_WORK TO DO_.
**A.** In the Wei Fangzhi article, change "chancellor" to "chief minister" and write out the passage from "Chinese chancellor (?–690)" up to and including "of Emperor Ruizong.".
**B.** Answer these questions from the Wei Fangzhi article:
(i) On what date did Wei Fangzhi die?
(ii) In what year was his grandfather Wei Yunqi killed?
(iii) What designation did Empress Dowager Wu give Wei Fangzhi in 685?

_DOCUMENT SEGMENT_.
::::

= Wei Fangzhi =

Chinese chancellor (?–690)

Wei Fangzhi (韋方質; died November 30, 690), formally the Duke of Fuyang (扶陽公), was an official of the Chinese Tang dynasty who served as chancellor during the first reign of Emperor Ruizong.

== Background ==
Wei Fangzhi's grandfather Wei Yunqi (韋雲起) had served as an official both during the early Tang dynasty and Tang's predecessor Sui dynasty, but was killed in 626 shortly after the coup known as the Incident at Xuanwu Gate—as his superior Dou Gui (竇軌), with whom he had a poor relationship, suspected him of being an associate of Li Jiancheng the Crown Prince, who had been killed during the incident by his brother Li Shimin the Prince of Qin (the later Emperor Taizong and grandfather of Emperor Ruizong). Wei Fangzhi's father Wei Shishi (韋師實) subsequently served as a Tang official as well, and by the time of Emperor Ruizong's first reign was prefect of Hua Prefecture (華州, roughly modern Weinan, Shaanxi) and deputy head of the household of the crown prince Li Chengqi, with the title of Duke of Fuyang.

== Service as chancellor during Empress Dowager's Wu regency ==
Little is known about the early part of Wei Fangzhi's own career. By 684, he was serving as Luantai Shilang (鸞臺侍郎), the deputy head of the examination bureau of government (鸞臺, Luantai), when Emperor Ruizong's powerful mother and regent Empress Dowager Wu (later known during her own reign as Wu Zetian) moved him to the post of Fengge Shilang (鳳閣侍郎), the deputy head of the legislative bureau (鳳閣, Fenge) and also gave him the designation of Tong Fengge Luantai Pinzhangshi (同鳳閣鸞臺平章事), making him a chancellor de facto. In 685, she gave him the more honorific designation of Tong Fenge Luantai Sanpin (同鳳閣鸞臺三品).

::::

_SUPPLIED ENTRIES_.
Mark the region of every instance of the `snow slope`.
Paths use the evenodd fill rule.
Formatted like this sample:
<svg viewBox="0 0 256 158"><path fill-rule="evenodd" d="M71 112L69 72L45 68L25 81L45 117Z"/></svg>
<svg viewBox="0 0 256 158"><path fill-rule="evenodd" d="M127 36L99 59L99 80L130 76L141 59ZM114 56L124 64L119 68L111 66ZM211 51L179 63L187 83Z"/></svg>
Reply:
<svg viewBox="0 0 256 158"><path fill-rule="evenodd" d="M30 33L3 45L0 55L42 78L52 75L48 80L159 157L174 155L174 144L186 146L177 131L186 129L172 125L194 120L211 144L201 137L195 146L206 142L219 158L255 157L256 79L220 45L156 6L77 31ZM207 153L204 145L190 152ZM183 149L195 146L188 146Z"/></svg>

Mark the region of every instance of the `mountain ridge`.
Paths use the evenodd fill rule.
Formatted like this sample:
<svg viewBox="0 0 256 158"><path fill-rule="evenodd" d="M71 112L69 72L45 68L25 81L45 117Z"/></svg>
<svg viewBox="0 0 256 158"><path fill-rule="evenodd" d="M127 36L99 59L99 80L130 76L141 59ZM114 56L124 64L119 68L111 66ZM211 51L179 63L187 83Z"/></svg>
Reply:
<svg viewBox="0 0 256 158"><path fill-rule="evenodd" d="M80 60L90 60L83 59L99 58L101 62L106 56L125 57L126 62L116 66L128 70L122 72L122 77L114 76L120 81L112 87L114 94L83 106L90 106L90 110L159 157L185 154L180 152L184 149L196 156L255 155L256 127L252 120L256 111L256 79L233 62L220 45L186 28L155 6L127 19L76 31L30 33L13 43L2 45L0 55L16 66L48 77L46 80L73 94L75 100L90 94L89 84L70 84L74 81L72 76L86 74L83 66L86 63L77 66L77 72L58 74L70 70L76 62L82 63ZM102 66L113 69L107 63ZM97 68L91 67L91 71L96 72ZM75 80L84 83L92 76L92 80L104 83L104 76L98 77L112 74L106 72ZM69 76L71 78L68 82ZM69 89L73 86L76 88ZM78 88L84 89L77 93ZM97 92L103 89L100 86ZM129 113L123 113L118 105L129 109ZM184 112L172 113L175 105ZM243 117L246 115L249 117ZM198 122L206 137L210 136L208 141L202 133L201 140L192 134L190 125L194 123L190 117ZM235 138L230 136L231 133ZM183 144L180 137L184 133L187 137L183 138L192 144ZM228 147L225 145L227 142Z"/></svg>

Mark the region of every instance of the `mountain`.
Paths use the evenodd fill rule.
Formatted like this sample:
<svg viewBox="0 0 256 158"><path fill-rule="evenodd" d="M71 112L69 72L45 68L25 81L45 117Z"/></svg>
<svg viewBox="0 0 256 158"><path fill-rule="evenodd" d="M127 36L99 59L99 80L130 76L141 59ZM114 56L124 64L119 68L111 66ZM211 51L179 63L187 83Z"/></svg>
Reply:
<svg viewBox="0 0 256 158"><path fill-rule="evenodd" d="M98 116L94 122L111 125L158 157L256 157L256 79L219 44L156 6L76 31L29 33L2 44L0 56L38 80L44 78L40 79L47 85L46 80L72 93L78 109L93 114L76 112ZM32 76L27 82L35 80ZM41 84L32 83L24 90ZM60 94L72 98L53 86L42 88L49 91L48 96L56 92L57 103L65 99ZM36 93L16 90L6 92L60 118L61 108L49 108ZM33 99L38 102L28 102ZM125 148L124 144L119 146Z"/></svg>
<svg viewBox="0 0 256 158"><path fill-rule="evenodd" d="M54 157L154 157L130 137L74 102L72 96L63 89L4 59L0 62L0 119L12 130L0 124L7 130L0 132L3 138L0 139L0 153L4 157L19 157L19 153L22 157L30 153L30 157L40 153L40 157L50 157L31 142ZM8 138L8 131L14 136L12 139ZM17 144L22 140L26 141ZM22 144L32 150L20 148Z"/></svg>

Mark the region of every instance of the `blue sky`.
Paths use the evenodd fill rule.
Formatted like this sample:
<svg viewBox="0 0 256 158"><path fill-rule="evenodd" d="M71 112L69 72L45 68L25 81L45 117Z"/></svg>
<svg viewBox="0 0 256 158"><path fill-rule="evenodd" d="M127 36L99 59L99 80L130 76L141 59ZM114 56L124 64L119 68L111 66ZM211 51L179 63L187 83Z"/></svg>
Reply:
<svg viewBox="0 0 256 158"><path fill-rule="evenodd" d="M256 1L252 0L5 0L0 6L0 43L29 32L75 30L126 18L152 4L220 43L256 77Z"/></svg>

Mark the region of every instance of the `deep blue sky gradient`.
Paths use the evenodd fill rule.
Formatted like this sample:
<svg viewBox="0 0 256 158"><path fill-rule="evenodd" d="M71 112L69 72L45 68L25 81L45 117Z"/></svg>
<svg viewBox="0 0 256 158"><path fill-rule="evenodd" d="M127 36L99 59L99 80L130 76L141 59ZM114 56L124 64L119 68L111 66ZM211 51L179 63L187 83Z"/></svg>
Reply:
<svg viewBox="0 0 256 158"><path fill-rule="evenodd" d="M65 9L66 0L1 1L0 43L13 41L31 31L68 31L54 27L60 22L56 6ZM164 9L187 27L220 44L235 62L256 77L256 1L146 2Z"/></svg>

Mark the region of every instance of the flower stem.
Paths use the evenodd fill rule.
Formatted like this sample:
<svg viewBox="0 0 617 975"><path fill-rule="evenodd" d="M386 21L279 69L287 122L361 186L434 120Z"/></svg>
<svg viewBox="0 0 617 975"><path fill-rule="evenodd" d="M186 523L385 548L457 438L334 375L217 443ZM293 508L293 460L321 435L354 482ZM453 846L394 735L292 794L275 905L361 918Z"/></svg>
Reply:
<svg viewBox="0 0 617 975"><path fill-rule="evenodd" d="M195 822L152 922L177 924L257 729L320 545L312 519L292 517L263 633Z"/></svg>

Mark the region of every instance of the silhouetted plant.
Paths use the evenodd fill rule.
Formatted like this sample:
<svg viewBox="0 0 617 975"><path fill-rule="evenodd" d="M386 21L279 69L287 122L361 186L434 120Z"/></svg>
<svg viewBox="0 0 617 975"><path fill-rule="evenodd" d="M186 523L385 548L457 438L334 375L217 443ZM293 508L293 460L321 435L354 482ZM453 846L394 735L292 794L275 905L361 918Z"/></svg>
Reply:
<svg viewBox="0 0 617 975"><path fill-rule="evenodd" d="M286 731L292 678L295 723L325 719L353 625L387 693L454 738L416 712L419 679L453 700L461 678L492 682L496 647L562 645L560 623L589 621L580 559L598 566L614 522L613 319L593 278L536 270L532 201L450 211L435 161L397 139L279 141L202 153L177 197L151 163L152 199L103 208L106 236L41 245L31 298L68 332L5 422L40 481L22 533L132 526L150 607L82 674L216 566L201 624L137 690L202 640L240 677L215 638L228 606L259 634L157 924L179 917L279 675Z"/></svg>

::::

_EXERCISE RESULTS_.
**A.**
Chinese chief minister (?–690)

Wei Fangzhi (韋方質; died November 30, 690), formally the Duke of Fuyang (扶陽公), was an official of the Chinese Tang dynasty who served as chief minister during the first reign of Emperor Ruizong.

**B.**
(i) November 30, 690
(ii) 626
(iii) Tong Fenge Luantai Sanpin (同鳳閣鸞臺三品)